** Exercise input **
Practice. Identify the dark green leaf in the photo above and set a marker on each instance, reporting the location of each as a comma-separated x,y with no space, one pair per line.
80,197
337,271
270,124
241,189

** Problem to work on **
Put every line of the entries above into a Markdown table with two columns, Row and Text. Number the rows in order and leave out any blank lines.

** Reply **
| Row | Text |
|---|---|
| 1 | Practice. Identify the dark green leaf in the photo above and set a marker on each instance, reporting the location of each as a comma-separated x,y with no space, one pair per line. |
| 2 | 80,197 |
| 3 | 337,271 |
| 4 | 270,124 |
| 5 | 241,189 |